■ EXERCISE DESCRIPTION: Return verbatim the rows below between the line holding "I'd like to know: does the mowed" and the line holding "320, 547, 355]]", inclusive.

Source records
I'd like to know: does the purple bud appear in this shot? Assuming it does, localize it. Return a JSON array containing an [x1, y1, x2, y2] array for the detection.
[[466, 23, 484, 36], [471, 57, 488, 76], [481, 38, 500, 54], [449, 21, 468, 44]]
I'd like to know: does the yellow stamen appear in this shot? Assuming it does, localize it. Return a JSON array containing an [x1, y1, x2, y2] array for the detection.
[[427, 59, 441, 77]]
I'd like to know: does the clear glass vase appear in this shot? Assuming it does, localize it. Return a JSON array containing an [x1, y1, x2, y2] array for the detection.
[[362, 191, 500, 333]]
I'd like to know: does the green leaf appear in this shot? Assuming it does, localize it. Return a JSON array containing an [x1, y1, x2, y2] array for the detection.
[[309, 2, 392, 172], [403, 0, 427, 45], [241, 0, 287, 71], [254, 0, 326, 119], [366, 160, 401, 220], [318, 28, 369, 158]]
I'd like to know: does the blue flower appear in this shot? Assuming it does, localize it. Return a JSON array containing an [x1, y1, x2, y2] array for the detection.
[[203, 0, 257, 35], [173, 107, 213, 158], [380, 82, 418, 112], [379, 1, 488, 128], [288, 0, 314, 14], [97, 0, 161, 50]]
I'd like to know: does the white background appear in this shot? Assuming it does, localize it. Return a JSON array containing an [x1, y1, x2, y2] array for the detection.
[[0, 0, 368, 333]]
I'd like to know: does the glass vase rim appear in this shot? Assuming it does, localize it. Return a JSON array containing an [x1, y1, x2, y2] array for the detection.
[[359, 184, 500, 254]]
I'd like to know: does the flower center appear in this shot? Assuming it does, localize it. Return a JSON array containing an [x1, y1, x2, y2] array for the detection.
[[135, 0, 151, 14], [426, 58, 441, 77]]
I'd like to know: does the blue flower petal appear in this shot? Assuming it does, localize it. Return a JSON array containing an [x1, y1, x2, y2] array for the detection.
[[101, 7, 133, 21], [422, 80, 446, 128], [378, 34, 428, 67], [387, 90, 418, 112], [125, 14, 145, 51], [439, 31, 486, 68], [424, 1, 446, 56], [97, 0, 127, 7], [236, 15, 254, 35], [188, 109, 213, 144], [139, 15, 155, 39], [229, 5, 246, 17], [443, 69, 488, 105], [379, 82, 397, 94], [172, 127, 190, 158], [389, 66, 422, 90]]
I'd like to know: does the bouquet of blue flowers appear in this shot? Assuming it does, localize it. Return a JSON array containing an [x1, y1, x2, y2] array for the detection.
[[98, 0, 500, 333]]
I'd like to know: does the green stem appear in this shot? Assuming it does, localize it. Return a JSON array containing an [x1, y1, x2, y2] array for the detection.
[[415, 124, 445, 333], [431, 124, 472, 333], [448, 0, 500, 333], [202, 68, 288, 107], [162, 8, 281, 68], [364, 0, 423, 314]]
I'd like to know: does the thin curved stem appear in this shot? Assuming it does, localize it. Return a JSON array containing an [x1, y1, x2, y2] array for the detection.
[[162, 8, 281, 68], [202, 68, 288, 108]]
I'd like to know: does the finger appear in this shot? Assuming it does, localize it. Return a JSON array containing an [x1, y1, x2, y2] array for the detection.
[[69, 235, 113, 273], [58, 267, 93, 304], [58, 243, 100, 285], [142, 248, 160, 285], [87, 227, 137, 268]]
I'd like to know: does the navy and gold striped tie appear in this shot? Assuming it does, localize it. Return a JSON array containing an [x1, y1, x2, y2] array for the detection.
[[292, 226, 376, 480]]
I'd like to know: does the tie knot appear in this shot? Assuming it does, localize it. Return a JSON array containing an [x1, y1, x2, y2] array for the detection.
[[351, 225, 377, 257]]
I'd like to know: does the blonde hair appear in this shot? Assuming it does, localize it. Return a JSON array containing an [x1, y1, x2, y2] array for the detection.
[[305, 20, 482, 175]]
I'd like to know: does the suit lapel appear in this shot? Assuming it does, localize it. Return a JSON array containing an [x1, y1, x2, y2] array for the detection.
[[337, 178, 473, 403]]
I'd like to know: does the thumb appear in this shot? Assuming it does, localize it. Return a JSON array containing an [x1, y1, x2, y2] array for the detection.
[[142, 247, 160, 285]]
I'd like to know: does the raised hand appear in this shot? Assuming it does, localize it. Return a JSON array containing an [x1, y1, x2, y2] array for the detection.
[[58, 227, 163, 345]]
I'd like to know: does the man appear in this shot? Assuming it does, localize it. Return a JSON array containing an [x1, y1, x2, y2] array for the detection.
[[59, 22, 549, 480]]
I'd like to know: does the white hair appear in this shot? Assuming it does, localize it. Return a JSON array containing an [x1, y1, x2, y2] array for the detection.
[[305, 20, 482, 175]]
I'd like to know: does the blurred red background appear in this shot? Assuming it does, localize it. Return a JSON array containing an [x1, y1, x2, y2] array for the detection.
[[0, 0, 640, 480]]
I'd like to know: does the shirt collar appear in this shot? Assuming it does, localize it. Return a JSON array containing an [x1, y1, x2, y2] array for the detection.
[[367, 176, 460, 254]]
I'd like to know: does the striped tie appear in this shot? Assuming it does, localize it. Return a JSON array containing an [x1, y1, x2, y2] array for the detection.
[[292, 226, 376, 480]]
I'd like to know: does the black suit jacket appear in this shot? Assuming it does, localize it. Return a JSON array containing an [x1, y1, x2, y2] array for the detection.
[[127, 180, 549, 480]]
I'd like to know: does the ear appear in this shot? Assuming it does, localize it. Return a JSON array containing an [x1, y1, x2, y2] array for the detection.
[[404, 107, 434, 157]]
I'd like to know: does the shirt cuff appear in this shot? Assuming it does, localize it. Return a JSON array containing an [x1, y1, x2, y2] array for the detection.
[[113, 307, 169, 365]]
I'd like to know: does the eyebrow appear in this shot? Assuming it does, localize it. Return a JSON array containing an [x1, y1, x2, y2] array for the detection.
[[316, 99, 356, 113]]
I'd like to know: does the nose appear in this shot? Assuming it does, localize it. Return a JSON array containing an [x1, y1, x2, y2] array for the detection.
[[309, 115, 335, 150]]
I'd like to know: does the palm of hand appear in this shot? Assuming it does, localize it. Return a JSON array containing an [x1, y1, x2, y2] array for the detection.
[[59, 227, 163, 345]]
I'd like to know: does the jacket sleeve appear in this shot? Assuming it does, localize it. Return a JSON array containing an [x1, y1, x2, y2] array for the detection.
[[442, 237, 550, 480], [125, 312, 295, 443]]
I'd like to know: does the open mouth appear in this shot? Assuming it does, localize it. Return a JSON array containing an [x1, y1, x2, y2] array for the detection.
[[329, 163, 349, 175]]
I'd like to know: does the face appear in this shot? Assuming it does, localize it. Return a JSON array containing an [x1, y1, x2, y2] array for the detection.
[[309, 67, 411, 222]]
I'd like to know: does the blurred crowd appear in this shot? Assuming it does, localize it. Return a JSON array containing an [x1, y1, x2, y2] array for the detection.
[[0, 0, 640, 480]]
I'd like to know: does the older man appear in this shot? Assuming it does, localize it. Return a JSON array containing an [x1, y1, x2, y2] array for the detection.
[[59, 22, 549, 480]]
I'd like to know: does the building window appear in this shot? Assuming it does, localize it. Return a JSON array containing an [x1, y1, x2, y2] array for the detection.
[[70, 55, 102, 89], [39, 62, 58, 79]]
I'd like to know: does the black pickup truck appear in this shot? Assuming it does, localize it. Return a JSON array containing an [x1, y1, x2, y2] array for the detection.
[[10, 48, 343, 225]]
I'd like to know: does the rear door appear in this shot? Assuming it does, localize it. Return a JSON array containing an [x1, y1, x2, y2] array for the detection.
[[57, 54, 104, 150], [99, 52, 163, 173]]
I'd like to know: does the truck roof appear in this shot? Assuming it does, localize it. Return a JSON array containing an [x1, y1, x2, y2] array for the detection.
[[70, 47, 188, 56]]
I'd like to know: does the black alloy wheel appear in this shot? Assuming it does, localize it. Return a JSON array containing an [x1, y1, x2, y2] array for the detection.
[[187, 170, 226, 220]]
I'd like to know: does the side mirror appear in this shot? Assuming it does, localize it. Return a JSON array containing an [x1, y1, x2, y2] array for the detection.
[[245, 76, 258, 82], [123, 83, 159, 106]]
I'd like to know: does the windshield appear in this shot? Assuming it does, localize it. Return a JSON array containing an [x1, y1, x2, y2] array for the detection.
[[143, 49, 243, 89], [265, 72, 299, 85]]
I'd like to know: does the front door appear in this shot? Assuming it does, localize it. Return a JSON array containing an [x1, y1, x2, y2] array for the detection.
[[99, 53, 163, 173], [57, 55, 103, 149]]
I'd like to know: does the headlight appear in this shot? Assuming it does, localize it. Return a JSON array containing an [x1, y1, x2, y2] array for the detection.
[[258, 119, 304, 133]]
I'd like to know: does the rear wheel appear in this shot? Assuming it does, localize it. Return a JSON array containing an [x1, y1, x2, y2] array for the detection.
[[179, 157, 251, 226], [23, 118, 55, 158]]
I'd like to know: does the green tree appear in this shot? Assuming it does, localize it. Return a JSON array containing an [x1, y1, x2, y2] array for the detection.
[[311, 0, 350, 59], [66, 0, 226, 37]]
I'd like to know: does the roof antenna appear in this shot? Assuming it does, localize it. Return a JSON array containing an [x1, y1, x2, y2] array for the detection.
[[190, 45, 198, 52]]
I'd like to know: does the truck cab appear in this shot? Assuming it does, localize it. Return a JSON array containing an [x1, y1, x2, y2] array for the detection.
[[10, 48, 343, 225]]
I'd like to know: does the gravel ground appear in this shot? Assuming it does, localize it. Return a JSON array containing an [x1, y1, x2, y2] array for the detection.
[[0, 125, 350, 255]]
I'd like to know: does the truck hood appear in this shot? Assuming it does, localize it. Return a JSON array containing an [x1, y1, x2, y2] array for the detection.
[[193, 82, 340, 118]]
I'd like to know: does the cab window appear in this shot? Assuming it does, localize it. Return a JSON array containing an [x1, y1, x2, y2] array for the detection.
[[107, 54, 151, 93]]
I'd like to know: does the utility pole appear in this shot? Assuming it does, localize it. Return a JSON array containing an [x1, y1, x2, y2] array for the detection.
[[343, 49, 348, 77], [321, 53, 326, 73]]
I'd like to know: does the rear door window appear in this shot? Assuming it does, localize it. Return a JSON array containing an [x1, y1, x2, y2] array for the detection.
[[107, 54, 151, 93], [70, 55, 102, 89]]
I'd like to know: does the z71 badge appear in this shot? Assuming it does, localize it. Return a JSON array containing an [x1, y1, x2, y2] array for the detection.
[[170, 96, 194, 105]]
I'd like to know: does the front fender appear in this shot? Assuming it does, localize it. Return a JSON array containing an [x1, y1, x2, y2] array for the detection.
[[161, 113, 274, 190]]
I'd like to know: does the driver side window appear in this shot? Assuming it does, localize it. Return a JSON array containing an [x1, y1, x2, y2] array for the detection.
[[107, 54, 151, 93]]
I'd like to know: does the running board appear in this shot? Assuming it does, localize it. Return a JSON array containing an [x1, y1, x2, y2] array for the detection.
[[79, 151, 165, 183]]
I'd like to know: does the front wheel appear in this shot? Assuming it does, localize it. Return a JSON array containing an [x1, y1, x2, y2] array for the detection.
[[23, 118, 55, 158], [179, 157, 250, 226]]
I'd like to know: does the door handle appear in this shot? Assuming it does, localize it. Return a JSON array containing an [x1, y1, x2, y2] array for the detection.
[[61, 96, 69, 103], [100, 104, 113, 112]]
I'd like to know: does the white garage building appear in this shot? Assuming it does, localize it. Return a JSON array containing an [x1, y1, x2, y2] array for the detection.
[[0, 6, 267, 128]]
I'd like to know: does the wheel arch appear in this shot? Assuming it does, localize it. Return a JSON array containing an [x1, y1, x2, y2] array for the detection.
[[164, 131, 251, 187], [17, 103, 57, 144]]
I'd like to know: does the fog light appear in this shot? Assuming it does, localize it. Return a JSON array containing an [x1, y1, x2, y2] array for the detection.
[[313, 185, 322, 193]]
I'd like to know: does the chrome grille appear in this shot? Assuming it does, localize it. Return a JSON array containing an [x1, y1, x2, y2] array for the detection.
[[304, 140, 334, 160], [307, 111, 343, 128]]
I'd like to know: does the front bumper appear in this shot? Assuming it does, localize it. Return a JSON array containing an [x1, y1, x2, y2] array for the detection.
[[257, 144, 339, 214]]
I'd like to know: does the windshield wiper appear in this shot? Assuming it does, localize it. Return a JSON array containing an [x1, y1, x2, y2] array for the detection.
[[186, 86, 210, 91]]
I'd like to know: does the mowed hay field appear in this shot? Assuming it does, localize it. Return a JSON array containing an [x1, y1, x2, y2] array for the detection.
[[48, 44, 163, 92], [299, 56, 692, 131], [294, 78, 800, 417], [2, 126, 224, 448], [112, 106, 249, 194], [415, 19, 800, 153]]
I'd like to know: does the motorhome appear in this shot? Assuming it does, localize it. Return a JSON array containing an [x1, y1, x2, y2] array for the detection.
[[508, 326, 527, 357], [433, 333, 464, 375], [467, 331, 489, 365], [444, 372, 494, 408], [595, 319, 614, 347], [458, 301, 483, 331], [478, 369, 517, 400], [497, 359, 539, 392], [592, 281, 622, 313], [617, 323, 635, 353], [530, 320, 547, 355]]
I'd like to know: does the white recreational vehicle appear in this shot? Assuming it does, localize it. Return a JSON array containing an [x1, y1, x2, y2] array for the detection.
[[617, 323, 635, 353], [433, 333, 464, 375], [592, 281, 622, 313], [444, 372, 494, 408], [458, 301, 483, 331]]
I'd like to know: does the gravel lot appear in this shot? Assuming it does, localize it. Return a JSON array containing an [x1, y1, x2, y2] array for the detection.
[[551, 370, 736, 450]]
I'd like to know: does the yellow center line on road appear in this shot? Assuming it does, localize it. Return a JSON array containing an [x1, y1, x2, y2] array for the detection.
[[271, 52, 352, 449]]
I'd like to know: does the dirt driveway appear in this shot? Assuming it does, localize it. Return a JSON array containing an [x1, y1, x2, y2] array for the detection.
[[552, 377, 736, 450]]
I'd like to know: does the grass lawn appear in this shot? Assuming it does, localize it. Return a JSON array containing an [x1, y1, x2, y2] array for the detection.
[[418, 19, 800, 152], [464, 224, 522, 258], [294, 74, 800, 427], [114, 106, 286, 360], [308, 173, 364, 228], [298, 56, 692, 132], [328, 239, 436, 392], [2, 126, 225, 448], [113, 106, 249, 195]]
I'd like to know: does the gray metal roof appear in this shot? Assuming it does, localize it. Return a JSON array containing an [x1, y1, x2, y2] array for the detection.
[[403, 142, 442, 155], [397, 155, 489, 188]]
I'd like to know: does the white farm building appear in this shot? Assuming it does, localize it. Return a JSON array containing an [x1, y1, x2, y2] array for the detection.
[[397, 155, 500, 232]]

■ COMPLETE ANSWER:
I'd like to know: does the mowed hay field appear in this shot? Assuming it does, localize it. Return a JSON array containing an [x1, y1, x2, y2] array for the detection.
[[48, 44, 163, 92], [299, 56, 692, 131], [294, 78, 800, 417], [2, 126, 224, 448], [112, 106, 249, 194], [415, 19, 800, 153]]
I'd like to know: does the motorhome appear in this shot? Assuming it does, localize it. Return a JSON array containing an [x1, y1, x2, y2] array for the detection.
[[508, 326, 527, 357], [433, 333, 464, 375], [467, 331, 489, 365], [444, 372, 494, 408], [595, 319, 614, 347], [458, 301, 483, 331], [478, 369, 517, 400], [497, 359, 539, 392], [592, 281, 622, 313], [617, 323, 635, 353], [530, 320, 547, 355]]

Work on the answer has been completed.